▶ Questions to answer:
**a.** In the article on in vivo models and NAMs, what position does Michael Seiler hold at Taconic Biosciences?
**b.** Summarize the article on in vivo models and NAMs in two sentences.
**c.** According to the article on in vivo models and NAMs, why do fit-for-purpose in vivo models remain essential even though NAMs provide mechanistic insight? Answer in one to three sentences.
--- Document section Enclosed Below ---
In Vivo Models and NAMs Are Stronger Together—Taconic Vice President Dr. Michael Seiler's view

Preclinical research is changing. Drug developers are under increasing pressure to generate data that is more human-relevant, more predictive, and more aligned with clinical decision-making. At the same time, new approach methodologies, or NAMs, including organoids, iPSC-derived systems, microphysiological platforms, and computational tools, are becoming more prominent in early discovery and translational research.

A recent GEN article, Next Generation Biopharma Innovation, described this shift as traditional in vivo models “joining forces” with NAMs to provide more relevant translational data. In the article, Michael Seiler, PhD, vice president of portfolio management at Taconic Biosciences, noted that model development is being driven by improved translational fidelity, increased demand for study-ready systems that better align with clinical endpoints, and the need to model complex and overlapping disease biology.

For Taconic, this evolution is not about choosing between in vivo models and NAMs. It is about using complementary systems strategically.

NAMs can provide powerful mechanistic insight. They can help researchers evaluate human cell behavior, explore pathway biology, screen hypotheses, and reduce reliance on less informative approaches. But many translational questions still require biological context that isolated systems cannot fully reproduce. Systemic exposure, immune interactions, tissue crosstalk, pharmacokinetic and pharmacodynamic relationships, disease progression, and organism-level tolerability often require an integrated biological system.

That is where advanced, fit-for-purpose in vivo models remain essential. The most informative models are not generic research tools applied late in development. Increasingly, they are engineered, humanized, characterized, and deployed around specific translational questions.

Taconic supports this integrated model strategy across areas where biological complexity is especially important. In immunology and immuno-oncology, complex modalities such as checkpoint inhibitors, engineered cell therapies, and bispecifics require more complete immune context and deeper phenotyping. Taconic’s FcResolv® NOG portfolio, huSelect™ services, and advanced flow cytometry panels are designed to help reduce murine immune interference, manage donor variability, and support more standardized immune profiling.
--- End of Enclosed Document section ---
--- Information provided Enclosed Below ---
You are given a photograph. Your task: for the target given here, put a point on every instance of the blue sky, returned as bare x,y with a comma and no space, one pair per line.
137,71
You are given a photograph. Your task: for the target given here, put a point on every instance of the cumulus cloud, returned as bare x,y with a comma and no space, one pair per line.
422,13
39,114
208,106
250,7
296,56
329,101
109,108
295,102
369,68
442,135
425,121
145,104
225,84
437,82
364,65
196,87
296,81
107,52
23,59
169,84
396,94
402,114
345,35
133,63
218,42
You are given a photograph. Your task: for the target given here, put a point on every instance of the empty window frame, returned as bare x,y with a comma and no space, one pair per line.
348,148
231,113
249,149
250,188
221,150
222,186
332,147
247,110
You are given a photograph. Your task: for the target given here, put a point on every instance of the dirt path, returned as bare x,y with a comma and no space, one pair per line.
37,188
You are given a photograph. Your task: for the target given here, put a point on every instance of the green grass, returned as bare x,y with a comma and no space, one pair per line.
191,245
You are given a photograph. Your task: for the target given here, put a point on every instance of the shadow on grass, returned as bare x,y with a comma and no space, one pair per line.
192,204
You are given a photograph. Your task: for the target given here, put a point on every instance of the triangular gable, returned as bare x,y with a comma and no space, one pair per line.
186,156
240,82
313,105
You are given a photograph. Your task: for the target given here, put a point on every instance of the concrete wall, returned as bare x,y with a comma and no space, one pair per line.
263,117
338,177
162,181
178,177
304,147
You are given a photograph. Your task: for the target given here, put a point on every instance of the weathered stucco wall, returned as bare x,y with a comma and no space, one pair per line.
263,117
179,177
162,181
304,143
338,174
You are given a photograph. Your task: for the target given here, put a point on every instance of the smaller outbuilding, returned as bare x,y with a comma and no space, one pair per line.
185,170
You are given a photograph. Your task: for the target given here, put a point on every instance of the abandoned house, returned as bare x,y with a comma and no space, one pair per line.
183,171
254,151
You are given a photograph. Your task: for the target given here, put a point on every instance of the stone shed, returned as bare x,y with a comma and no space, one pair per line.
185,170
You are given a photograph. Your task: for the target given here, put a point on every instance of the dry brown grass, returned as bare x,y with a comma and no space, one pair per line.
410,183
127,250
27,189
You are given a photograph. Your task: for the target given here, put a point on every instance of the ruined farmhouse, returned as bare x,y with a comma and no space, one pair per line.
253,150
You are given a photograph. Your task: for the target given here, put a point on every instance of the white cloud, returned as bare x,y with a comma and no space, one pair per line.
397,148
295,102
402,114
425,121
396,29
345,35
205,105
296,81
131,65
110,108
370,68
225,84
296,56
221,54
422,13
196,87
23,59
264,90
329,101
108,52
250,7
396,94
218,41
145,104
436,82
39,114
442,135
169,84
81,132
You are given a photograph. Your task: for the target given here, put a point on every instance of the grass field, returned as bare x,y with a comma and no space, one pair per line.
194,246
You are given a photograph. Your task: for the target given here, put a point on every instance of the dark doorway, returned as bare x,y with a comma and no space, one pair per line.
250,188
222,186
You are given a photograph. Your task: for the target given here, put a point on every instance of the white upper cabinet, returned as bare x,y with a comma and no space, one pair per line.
--- End of Enclosed Information provided ---
--- Information provided Enclosed Below ---
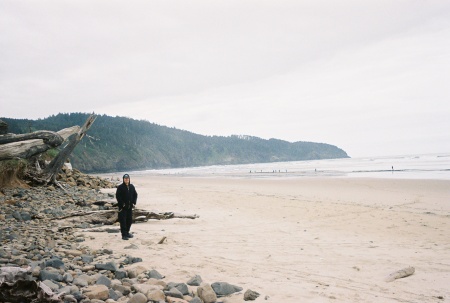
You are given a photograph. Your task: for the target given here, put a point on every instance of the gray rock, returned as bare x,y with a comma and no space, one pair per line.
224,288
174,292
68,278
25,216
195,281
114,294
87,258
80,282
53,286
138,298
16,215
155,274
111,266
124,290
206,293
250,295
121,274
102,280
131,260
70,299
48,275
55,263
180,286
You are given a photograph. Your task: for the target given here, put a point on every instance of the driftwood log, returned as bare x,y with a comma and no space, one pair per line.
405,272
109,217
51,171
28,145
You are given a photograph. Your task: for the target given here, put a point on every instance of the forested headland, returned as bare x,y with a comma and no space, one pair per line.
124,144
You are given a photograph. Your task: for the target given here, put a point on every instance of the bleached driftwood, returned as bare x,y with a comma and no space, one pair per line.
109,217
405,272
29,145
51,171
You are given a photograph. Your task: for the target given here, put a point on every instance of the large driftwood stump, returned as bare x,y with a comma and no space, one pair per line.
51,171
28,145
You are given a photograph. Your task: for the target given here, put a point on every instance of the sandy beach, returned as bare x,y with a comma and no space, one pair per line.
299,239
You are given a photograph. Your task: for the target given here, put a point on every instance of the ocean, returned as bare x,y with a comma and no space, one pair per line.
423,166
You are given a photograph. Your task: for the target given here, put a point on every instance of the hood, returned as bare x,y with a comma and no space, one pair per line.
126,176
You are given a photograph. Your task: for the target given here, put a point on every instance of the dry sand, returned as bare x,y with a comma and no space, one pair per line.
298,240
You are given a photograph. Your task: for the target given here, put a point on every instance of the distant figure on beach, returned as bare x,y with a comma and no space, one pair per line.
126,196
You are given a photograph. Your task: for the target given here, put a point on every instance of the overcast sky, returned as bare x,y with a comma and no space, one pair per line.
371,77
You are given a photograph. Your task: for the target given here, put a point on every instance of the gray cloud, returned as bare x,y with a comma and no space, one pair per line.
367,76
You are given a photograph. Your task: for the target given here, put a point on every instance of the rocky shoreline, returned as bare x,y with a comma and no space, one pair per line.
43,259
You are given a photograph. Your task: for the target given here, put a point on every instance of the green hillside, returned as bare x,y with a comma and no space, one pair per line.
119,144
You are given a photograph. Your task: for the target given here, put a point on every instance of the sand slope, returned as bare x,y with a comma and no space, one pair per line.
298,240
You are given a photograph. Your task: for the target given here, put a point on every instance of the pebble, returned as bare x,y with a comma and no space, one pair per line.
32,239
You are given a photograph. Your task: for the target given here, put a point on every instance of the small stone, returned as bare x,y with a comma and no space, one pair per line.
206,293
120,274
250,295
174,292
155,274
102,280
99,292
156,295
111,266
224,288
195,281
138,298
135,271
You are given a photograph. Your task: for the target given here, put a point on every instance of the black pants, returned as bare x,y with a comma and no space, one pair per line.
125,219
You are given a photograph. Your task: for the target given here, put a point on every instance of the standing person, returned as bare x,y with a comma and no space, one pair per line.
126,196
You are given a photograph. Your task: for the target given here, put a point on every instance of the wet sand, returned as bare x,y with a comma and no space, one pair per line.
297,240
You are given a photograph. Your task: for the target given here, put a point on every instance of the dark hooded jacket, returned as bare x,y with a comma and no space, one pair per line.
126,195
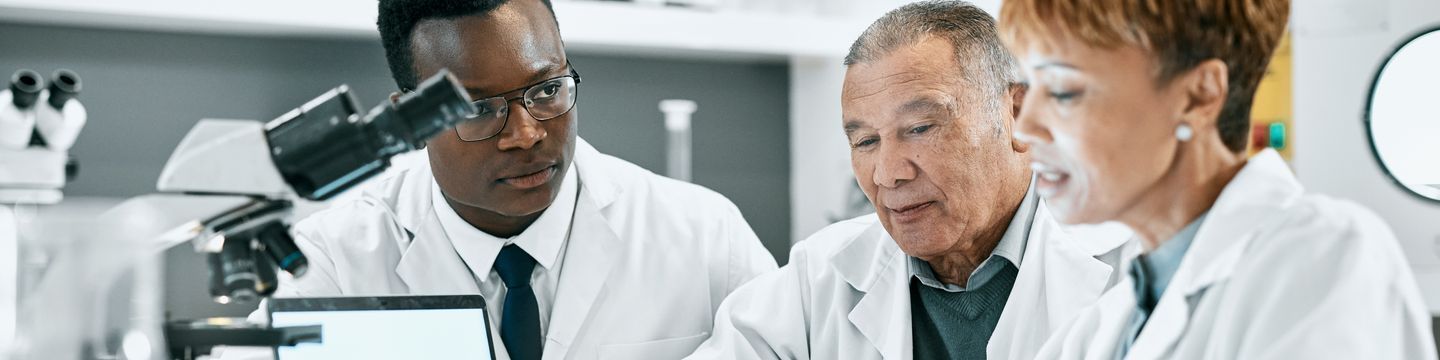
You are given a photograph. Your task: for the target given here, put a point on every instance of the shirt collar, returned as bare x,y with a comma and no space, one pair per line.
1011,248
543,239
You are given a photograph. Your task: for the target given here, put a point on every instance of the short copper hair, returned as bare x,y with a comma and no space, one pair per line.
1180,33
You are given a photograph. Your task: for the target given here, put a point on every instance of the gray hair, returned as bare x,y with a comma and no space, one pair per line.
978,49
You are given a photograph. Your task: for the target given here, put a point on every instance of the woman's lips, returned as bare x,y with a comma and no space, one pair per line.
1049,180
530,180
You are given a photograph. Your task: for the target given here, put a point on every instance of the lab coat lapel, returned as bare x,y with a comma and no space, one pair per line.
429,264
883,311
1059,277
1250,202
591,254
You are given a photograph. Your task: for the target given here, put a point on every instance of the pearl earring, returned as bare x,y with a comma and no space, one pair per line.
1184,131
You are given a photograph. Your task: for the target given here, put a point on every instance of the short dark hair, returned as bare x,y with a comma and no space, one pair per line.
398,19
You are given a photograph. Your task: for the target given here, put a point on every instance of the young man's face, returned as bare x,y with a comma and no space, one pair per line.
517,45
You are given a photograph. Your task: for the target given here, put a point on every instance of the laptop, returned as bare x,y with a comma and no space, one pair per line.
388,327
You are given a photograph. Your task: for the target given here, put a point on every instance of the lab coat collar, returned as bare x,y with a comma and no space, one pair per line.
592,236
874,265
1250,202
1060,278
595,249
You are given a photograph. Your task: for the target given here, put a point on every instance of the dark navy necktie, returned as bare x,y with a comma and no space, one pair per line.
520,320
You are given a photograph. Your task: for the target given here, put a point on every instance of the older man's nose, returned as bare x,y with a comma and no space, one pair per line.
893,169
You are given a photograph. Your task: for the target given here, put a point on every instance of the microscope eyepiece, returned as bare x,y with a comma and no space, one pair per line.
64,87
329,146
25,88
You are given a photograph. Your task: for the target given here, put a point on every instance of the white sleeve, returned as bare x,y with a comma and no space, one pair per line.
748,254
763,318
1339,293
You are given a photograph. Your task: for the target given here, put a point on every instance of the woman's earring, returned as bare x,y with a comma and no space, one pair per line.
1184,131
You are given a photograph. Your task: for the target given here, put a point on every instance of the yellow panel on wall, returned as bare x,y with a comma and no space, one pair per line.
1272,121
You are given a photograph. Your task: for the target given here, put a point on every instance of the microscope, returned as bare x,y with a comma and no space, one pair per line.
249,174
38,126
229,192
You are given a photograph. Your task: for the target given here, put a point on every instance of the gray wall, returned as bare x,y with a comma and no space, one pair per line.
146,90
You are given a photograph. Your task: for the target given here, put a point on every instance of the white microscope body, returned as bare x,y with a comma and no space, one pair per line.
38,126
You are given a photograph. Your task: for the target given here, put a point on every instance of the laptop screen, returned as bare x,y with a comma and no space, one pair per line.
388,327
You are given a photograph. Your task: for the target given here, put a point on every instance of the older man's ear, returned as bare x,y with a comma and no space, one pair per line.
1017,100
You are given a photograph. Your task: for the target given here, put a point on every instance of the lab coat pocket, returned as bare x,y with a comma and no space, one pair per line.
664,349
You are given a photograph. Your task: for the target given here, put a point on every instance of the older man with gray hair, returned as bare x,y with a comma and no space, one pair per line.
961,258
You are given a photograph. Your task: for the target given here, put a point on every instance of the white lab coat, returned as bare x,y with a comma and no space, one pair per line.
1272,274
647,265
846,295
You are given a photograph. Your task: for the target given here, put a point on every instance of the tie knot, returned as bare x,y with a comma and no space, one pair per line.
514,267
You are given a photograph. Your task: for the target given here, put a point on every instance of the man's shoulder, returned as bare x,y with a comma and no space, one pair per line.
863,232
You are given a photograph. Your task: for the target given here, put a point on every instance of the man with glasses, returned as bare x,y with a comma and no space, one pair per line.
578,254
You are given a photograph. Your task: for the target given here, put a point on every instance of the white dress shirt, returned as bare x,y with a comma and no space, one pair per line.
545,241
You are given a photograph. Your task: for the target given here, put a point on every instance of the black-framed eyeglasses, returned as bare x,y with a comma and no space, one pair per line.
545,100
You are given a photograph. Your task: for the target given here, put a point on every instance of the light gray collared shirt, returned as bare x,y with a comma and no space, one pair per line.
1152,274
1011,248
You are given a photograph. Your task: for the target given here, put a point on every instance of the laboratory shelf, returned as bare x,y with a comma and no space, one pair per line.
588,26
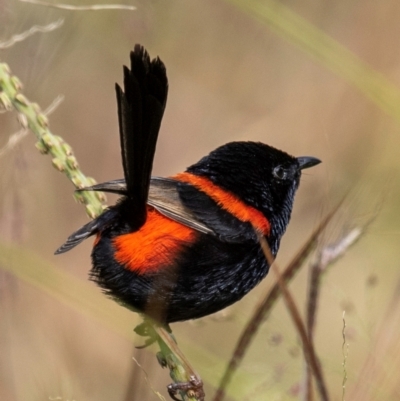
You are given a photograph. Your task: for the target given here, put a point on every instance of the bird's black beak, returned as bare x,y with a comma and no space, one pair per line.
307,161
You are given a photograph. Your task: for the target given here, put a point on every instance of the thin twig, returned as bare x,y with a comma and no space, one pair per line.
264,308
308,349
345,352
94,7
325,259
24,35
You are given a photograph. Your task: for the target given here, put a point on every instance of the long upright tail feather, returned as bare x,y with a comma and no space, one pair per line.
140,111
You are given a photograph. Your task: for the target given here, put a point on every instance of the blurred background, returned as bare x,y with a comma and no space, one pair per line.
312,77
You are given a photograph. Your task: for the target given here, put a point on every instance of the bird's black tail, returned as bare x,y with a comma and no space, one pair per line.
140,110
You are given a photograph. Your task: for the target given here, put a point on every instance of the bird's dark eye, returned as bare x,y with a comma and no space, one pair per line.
--- End of Enclosed Information provided ---
--- Information provided Enclosed Below ---
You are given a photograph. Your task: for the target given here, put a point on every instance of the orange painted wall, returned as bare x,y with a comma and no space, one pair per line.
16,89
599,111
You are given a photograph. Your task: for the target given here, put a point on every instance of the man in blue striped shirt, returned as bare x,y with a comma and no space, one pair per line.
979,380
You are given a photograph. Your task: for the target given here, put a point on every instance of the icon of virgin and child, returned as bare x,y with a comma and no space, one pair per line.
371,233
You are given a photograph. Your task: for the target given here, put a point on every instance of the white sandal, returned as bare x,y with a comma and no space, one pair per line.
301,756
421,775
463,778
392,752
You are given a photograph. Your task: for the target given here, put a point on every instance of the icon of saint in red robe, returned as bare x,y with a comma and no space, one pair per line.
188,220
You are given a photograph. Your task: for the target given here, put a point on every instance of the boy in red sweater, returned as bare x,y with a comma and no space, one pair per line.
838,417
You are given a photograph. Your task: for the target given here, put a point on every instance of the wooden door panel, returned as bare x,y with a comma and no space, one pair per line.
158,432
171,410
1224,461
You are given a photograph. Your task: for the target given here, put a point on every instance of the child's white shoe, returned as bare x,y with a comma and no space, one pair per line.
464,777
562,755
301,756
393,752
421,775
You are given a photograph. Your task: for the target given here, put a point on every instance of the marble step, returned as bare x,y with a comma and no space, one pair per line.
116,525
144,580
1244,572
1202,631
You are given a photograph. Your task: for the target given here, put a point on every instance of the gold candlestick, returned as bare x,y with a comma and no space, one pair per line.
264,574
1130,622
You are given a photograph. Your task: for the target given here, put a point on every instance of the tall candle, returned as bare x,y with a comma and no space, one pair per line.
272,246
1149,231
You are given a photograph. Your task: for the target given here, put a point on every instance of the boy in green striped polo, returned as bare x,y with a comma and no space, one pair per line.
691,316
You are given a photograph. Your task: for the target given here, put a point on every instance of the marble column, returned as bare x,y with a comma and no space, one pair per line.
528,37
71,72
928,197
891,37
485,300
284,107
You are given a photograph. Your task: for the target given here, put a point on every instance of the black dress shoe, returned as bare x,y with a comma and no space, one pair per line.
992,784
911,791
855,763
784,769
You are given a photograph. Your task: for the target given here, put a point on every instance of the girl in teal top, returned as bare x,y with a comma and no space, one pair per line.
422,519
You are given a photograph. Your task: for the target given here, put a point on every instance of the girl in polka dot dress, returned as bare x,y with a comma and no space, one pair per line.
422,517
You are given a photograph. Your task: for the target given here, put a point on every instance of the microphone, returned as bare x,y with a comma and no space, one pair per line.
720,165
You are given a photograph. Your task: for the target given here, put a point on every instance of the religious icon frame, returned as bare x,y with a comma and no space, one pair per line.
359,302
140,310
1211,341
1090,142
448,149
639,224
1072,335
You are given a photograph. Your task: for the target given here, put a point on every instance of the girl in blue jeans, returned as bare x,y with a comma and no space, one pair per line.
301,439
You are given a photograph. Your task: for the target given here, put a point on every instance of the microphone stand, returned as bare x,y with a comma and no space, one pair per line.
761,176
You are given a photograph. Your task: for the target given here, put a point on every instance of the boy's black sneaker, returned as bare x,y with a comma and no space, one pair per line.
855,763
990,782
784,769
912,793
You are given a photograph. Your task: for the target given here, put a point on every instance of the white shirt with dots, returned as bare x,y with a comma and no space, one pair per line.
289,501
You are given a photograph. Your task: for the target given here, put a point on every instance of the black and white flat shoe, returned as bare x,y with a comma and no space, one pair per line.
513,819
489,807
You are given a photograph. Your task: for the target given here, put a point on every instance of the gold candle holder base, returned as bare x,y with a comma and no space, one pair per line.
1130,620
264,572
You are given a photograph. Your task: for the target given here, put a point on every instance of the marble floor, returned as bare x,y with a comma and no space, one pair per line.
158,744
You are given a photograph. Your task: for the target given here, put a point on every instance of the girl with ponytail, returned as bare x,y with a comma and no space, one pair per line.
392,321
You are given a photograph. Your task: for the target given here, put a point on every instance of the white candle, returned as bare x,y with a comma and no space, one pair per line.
--- End of Enclosed Information provided ---
▶ Expected outputs:
**a.** Vice president of portfolio management.

**b.** As preclinical research faces pressure to produce more human-relevant and predictive data, new approach methodologies such as organoids, iPSC-derived systems, microphysiological platforms and computational tools are gaining prominence alongside traditional in vivo models. Taconic treats the two as complementary systems to be used strategically, and it supports this integrated approach in areas such as immunology and immuno-oncology with its FcResolv NOG portfolio, huSelect services and advanced flow cytometry panels.

**c.** Many translational questions need biological context that isolated systems cannot fully reproduce. Systemic exposure, immune interactions, tissue crosstalk, pharmacokinetic and pharmacodynamic relationships, disease progression, and organism-level tolerability often require an integrated biological system.